• _EXERCISE GOAL_
Report the number of lines in the entries below that contain the string "Trace", treating uppercase and lowercase letters as distinct. Give only the number.

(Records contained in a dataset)
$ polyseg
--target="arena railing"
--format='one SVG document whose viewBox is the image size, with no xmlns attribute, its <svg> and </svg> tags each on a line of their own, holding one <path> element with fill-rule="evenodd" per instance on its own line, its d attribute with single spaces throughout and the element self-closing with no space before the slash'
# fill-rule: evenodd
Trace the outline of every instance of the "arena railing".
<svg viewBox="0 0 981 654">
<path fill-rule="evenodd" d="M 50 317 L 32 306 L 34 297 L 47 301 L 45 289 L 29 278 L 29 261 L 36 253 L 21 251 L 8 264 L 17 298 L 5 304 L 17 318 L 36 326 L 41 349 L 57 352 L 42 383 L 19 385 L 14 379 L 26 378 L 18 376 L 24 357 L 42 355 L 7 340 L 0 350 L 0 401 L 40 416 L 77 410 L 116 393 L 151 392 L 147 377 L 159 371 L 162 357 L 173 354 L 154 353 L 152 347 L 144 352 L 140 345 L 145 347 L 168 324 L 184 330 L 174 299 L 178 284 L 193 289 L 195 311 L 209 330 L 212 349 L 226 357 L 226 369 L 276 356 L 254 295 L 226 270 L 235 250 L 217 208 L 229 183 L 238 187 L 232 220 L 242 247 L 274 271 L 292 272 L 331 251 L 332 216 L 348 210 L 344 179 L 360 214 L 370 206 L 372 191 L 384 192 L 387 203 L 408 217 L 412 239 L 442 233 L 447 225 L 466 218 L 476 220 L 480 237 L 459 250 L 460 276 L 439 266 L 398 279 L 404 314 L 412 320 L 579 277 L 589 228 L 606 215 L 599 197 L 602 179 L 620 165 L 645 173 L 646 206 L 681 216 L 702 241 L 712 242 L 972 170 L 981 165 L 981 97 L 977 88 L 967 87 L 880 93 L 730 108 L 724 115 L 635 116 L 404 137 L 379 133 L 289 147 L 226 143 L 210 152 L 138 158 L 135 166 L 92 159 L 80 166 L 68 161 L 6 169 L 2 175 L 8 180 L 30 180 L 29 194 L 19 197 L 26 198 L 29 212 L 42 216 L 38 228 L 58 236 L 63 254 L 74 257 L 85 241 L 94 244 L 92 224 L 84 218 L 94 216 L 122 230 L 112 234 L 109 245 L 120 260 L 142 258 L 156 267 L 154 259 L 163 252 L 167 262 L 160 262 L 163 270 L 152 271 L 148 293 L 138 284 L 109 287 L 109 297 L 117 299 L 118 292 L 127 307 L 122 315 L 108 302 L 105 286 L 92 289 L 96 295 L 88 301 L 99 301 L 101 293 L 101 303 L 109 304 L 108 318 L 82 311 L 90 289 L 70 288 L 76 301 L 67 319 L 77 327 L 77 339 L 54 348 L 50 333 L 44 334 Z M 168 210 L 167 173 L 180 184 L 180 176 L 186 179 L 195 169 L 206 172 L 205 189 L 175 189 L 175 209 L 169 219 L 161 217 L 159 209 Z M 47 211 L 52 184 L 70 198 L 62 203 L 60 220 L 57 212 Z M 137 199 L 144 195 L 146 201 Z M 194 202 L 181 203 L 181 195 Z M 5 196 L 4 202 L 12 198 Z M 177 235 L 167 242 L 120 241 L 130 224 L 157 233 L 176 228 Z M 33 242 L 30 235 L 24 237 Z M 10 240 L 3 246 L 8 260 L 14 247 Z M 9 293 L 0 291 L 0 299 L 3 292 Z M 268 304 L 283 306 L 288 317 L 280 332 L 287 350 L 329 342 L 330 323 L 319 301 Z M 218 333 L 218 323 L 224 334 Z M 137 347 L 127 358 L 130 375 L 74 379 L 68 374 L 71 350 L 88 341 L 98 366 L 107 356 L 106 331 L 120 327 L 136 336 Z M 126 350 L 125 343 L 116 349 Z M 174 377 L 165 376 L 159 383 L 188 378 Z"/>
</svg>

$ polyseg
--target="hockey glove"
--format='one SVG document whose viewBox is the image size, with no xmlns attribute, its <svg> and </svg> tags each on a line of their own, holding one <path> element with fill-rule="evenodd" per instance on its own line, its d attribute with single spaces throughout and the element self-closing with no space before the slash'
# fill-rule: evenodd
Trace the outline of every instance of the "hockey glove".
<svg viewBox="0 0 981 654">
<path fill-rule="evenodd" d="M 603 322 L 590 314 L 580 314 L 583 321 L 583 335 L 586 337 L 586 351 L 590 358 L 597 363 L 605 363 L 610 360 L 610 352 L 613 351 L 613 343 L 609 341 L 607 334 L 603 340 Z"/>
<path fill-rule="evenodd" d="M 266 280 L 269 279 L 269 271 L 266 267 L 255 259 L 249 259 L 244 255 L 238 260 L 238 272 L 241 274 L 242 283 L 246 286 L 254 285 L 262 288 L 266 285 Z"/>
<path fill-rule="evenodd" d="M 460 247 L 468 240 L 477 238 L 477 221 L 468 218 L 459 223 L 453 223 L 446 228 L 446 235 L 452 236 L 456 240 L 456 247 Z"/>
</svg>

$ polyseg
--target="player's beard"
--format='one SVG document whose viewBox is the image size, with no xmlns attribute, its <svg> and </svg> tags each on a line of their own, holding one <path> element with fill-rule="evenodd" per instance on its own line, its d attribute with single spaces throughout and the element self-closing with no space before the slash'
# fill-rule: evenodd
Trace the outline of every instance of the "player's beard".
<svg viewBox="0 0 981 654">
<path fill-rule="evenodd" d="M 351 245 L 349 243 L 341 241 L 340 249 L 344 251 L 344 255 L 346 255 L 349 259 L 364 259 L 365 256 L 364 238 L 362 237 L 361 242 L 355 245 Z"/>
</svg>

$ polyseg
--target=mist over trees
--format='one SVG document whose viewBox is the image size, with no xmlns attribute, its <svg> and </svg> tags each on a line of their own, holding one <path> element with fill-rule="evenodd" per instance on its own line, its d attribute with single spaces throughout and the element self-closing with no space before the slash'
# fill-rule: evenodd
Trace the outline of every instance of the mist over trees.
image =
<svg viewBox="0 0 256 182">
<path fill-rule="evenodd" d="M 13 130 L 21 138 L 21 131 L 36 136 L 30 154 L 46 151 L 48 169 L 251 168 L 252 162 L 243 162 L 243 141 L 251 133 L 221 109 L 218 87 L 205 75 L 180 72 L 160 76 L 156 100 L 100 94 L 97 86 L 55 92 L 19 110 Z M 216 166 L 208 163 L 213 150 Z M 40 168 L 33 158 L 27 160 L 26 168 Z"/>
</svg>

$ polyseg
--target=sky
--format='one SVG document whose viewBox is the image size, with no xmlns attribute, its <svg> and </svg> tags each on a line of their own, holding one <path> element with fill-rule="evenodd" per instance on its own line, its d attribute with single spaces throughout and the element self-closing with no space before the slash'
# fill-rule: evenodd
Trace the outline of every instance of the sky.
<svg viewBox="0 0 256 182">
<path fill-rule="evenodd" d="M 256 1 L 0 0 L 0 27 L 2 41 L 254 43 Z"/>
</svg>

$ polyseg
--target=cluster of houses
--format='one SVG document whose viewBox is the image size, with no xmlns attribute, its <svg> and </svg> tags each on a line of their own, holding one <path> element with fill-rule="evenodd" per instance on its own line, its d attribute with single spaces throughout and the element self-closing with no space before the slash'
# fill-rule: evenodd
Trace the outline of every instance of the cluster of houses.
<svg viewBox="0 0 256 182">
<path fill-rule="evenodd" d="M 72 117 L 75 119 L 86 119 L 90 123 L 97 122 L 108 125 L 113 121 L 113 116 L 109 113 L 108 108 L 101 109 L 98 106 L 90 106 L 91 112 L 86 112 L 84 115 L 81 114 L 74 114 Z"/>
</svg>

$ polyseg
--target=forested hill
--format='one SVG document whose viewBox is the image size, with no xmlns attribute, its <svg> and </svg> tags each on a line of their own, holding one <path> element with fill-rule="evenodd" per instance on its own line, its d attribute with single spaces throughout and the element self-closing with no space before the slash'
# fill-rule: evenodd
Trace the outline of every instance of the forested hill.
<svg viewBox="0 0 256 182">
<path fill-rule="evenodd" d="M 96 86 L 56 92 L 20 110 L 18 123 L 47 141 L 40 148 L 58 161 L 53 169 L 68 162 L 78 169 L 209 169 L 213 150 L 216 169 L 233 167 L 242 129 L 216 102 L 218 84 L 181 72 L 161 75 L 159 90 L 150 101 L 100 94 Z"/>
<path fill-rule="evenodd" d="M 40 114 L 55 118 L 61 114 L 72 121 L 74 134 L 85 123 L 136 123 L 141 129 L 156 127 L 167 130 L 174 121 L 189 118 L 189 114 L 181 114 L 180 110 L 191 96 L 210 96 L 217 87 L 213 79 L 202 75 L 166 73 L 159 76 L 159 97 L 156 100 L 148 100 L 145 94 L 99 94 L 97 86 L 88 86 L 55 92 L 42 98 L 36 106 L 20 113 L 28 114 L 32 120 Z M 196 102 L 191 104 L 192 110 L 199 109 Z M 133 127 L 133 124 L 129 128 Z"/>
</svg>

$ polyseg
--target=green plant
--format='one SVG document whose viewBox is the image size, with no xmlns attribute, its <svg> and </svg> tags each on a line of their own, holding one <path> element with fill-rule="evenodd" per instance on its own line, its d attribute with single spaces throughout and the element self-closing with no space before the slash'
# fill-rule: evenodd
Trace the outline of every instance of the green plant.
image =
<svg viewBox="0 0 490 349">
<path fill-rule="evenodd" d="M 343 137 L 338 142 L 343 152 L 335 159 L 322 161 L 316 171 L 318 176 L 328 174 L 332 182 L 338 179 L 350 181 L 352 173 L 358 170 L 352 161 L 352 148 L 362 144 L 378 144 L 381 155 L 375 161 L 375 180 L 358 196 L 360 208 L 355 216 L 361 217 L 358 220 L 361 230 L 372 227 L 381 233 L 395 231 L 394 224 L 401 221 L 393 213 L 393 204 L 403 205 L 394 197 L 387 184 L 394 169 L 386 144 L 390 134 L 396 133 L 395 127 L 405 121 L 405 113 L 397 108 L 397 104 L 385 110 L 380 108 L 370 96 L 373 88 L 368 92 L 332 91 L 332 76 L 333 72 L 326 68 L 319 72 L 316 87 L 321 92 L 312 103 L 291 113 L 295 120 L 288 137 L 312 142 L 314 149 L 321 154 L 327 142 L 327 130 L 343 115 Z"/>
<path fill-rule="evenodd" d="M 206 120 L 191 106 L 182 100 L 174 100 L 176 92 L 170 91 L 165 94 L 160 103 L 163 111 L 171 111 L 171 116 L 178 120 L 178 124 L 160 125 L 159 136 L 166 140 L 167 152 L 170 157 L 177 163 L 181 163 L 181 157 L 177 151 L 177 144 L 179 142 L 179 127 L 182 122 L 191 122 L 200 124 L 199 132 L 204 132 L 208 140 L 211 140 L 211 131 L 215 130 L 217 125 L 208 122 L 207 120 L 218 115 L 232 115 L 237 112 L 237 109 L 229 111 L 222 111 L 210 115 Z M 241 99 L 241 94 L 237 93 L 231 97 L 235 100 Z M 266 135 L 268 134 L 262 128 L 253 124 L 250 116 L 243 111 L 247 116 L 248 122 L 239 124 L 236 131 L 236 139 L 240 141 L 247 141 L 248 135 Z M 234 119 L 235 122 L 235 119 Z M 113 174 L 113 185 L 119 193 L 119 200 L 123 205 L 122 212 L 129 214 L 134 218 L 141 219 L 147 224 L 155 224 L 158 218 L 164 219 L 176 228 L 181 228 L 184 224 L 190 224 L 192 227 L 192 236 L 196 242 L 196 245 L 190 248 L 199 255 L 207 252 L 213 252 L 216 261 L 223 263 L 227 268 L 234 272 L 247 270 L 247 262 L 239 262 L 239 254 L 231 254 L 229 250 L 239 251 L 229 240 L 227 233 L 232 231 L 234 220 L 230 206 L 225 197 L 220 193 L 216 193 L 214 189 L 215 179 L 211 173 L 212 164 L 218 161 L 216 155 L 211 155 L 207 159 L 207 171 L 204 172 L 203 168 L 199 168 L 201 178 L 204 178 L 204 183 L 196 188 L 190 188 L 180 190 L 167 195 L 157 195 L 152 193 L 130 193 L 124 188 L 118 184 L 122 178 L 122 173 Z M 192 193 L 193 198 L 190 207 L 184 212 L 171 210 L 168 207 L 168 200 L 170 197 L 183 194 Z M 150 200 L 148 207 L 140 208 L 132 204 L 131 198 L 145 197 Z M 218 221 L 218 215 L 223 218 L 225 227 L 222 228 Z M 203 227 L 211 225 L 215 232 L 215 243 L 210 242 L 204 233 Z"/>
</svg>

• _RESULT OF THIS EXERCISE_
8